** AIM OF THE TASK **
Can you output, word for word, the lines of the listing from the line containing "Where can you see the ground" through the end of the listing, both included?

[Listing of object locations]
- - - - -

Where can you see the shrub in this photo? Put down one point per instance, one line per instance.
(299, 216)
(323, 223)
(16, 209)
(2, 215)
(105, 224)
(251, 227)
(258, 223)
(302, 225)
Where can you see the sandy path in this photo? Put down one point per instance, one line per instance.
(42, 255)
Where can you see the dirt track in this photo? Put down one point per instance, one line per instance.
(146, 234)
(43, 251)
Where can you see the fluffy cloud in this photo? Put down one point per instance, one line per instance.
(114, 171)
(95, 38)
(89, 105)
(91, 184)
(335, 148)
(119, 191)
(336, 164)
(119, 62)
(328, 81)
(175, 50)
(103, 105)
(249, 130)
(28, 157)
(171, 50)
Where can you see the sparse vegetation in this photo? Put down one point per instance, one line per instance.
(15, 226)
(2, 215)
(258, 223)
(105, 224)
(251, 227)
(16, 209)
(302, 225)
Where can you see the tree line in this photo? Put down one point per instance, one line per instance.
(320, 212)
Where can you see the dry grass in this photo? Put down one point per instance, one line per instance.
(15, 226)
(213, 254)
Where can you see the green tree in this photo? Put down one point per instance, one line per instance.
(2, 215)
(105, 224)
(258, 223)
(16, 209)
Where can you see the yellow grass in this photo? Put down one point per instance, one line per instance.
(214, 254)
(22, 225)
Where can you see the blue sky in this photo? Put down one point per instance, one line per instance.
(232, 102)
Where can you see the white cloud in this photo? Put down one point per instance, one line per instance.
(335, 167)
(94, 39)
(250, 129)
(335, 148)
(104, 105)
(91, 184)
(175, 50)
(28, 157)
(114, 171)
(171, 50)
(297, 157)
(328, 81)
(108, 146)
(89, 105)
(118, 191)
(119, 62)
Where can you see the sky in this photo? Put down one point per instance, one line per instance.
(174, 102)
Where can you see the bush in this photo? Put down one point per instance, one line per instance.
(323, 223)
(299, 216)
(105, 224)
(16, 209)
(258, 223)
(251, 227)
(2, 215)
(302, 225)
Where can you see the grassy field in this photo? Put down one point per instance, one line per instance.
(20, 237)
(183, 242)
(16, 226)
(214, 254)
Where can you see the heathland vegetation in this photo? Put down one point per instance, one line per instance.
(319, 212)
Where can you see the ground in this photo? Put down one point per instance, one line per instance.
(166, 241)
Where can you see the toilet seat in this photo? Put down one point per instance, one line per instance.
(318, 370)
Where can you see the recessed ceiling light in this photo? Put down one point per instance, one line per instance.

- - - - -

** TASK RESPONSE **
Where can you see the ground in this photo? Put down one point per instance, one line per instance.
(166, 241)
Where can you see the toilet seat in this photo? Put down one point per instance, one line per instance.
(318, 370)
Where can you see the recessed ceiling light in this photo? Put down one point per instance, one line per instance.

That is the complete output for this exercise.